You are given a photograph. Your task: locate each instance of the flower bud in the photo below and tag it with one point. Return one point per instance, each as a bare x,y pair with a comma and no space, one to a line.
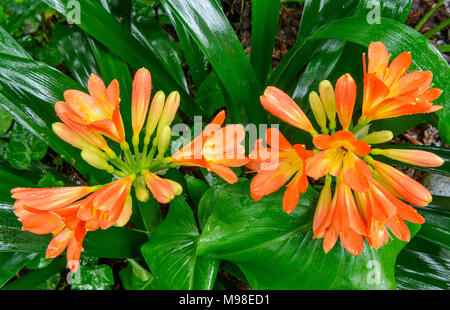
329,102
318,110
164,140
169,111
412,157
70,136
377,137
154,115
126,212
96,158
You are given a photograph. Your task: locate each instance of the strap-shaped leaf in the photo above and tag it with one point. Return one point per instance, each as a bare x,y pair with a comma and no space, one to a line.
171,252
210,29
260,236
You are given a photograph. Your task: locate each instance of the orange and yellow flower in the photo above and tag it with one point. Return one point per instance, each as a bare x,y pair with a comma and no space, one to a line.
216,149
276,166
389,91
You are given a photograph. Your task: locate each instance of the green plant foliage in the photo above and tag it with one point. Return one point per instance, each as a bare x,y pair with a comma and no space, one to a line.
171,252
261,236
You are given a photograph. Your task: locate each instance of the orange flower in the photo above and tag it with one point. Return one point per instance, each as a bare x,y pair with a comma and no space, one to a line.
341,219
340,152
345,93
282,106
142,88
45,199
98,112
62,222
104,207
389,92
405,187
161,189
276,165
216,149
380,208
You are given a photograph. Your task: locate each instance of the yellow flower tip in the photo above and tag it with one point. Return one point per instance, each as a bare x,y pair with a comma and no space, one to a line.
96,158
164,139
318,109
378,137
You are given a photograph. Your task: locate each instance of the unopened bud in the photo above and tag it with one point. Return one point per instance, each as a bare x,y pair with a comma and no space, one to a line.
318,110
164,140
329,101
96,158
154,115
169,111
377,137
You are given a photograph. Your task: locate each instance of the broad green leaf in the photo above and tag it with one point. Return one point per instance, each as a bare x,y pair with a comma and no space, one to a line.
196,60
93,278
171,252
265,16
12,263
398,38
119,40
73,45
210,29
5,122
43,279
24,147
443,152
261,236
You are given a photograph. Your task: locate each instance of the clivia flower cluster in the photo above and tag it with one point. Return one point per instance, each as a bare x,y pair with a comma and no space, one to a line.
70,212
369,195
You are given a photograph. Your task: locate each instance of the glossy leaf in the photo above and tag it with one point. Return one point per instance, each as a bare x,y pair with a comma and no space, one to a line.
170,253
264,29
42,279
261,236
210,29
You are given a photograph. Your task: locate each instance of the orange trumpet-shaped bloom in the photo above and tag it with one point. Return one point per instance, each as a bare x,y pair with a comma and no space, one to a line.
104,207
345,93
276,165
405,187
413,157
380,208
98,112
161,189
341,219
45,199
389,92
62,222
340,153
142,88
282,106
216,149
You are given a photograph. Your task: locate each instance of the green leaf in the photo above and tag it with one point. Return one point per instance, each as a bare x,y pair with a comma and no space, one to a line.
261,236
43,279
12,263
196,60
442,152
264,30
171,252
5,122
93,278
24,147
398,38
74,47
210,29
102,26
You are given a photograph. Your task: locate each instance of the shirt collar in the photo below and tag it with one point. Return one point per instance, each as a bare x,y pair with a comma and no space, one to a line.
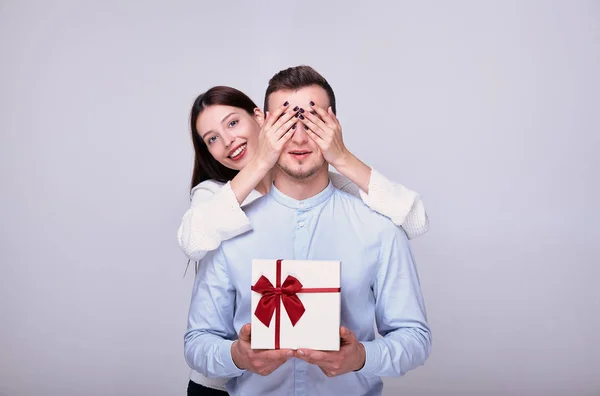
308,203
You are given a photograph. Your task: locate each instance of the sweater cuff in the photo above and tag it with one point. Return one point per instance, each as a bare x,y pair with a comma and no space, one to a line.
388,198
372,359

================

REQUIRED WORK
Print all of the entries word for word. Skip any images they contain.

RESPONSE TO THE EXERCISE
You are given a photograph. Your task: locate each instance of the flower bud in the photo below and tag it with one point. Return one point per instance, each as a bare x,y pair with a comma and no space, one to a line.
329,102
318,110
164,140
169,111
412,157
70,136
377,137
154,115
126,212
96,158
You are given a photograph. Your task: locate each instance of the strap-shaped leaf in the photo above and tag it with one point. Return one point per instance, each as a bare x,y pair with a comma and no space, one to a line.
171,252
210,29
260,236
You are given a photograph. Your task: locate each instance of the orange and yellow flower in the photo above and tag it with one point. Return one point per instance, each as a bare x,y pair with a comma and no space, one to a line.
216,149
276,166
389,91
You are given a photograph. Your task: locate each instance of the green plant foliage in the photo above and tag it with one point. Return one point per instance, each as a bare x,y pair with a comma and no space, one to a line.
171,252
261,236
You are given a photograph. Your task: locate each instance of the orange flower in the photo above and tag it with one point. Return one point per instance, each as a bare x,y pair with a comma and no space, one to a line.
341,219
340,152
345,93
282,106
142,88
45,199
98,112
62,222
104,207
389,92
405,187
161,189
276,165
216,149
380,208
You are given a photograph. Your task: locate each instance of the yellow flower tip in the photo above and tag it with one point. Return one point per instance, each as a bare x,y pair with a comma and no space, one to a line.
96,158
164,139
318,109
378,137
You are given a photograph. Your task: locate each instance of the unopened bud in the photo above and tag it with one point. Return one point per instance, each as a bare x,y pair with a comma and no space, one to a line.
318,110
164,140
329,101
96,158
154,115
169,111
377,137
You are given a photograph. Your task: locate each instance of the broad green leaf in the photo above and tag it with one point. Return one point per instance, each as a bare x,y pair with a comma and no space, one to a line.
196,60
93,278
171,252
265,16
12,263
398,38
119,40
73,45
210,29
5,122
43,279
24,147
443,152
261,236
You are given a photograph. Your task: locate each instance of the clivia flower cluster in the photo above and tag it with one point. Return one point per instance, each as a bare x,y pair with a comma and no space, one to a line.
70,212
369,195
You are given a photograph. Your task: locate each instance of the glossy leaf in the photo above and tag it with one point. Return one point per instance, each as a bare x,y pair with a comma and no space, one to a line.
170,253
264,29
42,279
261,236
210,29
You are given a photograph. Your task: locate each instance of the orange trumpet-shaped bloom in the photo above and tag it with one point. Return one point per instance, each as a bare x,y pair with a comma and no space, one to a line.
104,207
345,93
276,165
405,187
413,157
380,208
98,112
161,189
341,219
45,199
389,92
62,222
340,153
142,88
282,106
216,149
You are given a photograph. Your task: locate each instance of the green leaf in the photo above and tag it with one point. Return one point per instance, each as a bare x,y pair with a comma and no space, one to a line.
261,236
43,279
12,263
196,60
442,152
264,30
171,252
5,122
93,278
24,147
398,38
74,47
210,29
102,26
You are given a photograph. Your task: locate each instance of the shirt collar in the photo below and tag it with one point. Return one point per instance, each as a bare x,y pair with a comma and no space, one to a line.
308,203
You are given a photograph. Your task: locate each instance of the sweater cuff in the photo above and tag it with one point. Return one point per instance, each as a bare x,y pair with a comma and no space, one to a line.
388,198
372,359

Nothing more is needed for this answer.